Brief:
Output each entry verbatim and exclude every picture from it.

---*---

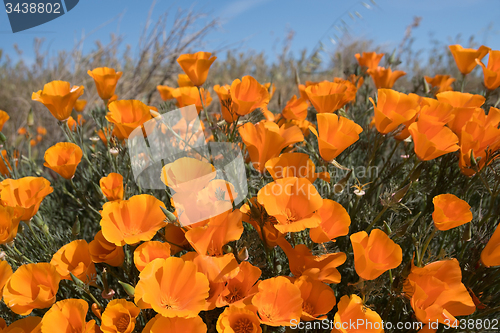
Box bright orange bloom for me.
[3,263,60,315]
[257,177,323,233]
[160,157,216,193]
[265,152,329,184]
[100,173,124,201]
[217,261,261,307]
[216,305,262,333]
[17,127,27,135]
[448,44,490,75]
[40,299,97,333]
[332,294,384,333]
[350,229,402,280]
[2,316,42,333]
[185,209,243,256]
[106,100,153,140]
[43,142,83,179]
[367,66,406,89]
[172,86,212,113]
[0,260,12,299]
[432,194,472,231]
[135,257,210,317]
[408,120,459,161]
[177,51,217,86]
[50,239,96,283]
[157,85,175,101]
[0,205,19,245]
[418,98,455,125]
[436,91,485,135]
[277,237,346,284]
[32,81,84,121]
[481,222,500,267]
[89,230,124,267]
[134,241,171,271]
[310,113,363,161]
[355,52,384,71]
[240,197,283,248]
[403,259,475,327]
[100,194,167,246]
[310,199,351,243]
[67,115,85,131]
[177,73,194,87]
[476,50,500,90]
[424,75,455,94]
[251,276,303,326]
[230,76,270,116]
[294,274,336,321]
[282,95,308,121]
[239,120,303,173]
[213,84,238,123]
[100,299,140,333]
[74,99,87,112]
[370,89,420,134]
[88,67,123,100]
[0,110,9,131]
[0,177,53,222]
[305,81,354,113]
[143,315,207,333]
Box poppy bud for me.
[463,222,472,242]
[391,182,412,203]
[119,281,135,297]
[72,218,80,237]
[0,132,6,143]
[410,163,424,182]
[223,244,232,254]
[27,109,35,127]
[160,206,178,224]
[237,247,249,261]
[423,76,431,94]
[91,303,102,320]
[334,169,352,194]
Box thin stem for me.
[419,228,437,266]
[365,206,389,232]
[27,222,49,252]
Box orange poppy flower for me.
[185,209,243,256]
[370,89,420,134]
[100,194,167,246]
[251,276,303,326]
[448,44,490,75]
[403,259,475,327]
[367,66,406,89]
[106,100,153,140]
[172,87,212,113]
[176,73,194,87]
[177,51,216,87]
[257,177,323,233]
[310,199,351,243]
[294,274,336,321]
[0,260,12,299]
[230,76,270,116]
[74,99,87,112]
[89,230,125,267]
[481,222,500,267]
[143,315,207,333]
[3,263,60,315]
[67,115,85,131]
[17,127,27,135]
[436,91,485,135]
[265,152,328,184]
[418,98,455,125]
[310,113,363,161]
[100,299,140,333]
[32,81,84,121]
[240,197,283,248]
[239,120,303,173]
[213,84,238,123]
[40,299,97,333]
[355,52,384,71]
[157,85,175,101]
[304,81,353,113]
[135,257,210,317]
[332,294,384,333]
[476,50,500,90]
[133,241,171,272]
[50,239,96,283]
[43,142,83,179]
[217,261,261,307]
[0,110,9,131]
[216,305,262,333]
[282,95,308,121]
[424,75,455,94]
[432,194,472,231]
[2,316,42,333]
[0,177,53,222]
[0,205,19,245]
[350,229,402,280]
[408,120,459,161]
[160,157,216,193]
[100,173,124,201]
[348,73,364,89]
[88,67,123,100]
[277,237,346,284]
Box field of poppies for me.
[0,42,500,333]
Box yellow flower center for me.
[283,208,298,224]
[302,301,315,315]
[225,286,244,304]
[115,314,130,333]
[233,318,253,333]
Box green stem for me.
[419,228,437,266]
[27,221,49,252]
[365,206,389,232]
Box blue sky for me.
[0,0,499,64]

---*---

Exercise response:
Box bright orange bloom for me.
[3,263,60,315]
[257,177,323,233]
[160,157,216,193]
[265,152,329,184]
[100,173,124,201]
[217,261,261,307]
[216,305,262,333]
[17,127,27,135]
[448,44,490,75]
[40,299,97,333]
[332,294,384,333]
[350,229,402,280]
[2,316,42,333]
[185,209,243,256]
[106,100,153,140]
[43,142,83,179]
[367,66,406,89]
[172,86,212,113]
[0,260,12,299]
[432,194,472,231]
[135,257,210,317]
[408,120,459,161]
[177,51,217,86]
[50,239,96,283]
[157,85,175,101]
[0,205,19,245]
[418,98,455,125]
[436,91,485,135]
[277,237,346,284]
[32,81,84,121]
[481,222,500,267]
[89,230,124,267]
[134,241,171,271]
[310,113,363,161]
[355,52,384,71]
[240,197,283,248]
[403,259,475,327]
[100,194,167,246]
[310,199,351,243]
[67,115,85,131]
[177,73,194,87]
[476,50,500,90]
[424,75,455,94]
[251,276,303,326]
[230,76,270,116]
[294,274,336,321]
[282,95,308,121]
[239,120,303,173]
[213,84,238,123]
[100,299,140,333]
[74,99,87,112]
[370,89,420,134]
[88,67,123,100]
[0,110,9,131]
[0,177,53,222]
[305,81,354,113]
[143,315,207,333]
Box poppy bud for me.
[463,222,472,242]
[391,182,412,203]
[119,281,135,297]
[72,218,80,237]
[0,132,6,143]
[410,163,424,182]
[223,244,232,254]
[27,109,35,127]
[160,206,178,224]
[237,247,249,261]
[423,76,431,94]
[91,303,102,320]
[334,169,352,194]
Box thin stem for me.
[419,228,437,266]
[365,206,389,232]
[27,222,49,252]
Box orange poppy flower for me.
[185,209,243,256]
[370,89,420,134]
[100,194,167,246]
[251,276,303,326]
[448,44,490,75]
[403,259,475,327]
[367,66,406,89]
[106,100,153,140]
[172,87,212,113]
[176,73,194,87]
[177,51,216,87]
[257,177,323,233]
[310,199,351,243]
[294,274,336,321]
[0,260,12,299]
[230,76,270,116]
[74,99,87,112]
[89,230,125,267]
[481,222,500,267]
[143,315,207,333]
[3,263,60,315]
[67,115,85,131]
[17,127,27,135]
[436,91,485,135]
[265,152,328,184]
[418,98,455,125]
[310,113,363,161]
[100,299,140,333]
[32,81,84,121]
[240,197,283,248]
[239,120,303,173]
[213,84,238,123]
[40,299,97,333]
[355,52,384,71]
[157,85,175,101]
[304,81,353,113]
[135,257,210,317]
[332,294,384,333]
[476,50,500,90]
[133,241,171,272]
[50,239,96,283]
[43,142,83,179]
[217,261,261,307]
[0,110,9,131]
[216,305,262,333]
[282,95,308,121]
[424,75,455,94]
[432,194,472,231]
[2,316,42,333]
[0,177,53,222]
[0,205,19,245]
[350,229,402,280]
[408,120,459,161]
[160,157,216,193]
[100,173,124,201]
[348,73,364,89]
[88,67,123,100]
[277,237,346,284]
Box field of poppies for me.
[0,42,500,333]
Box yellow flower center for me.
[283,208,298,224]
[302,301,315,315]
[225,286,244,304]
[115,314,130,333]
[233,318,253,333]
Box green stem for me.
[419,228,437,266]
[27,221,49,252]
[365,206,389,232]
Box blue sky for me.
[0,0,499,64]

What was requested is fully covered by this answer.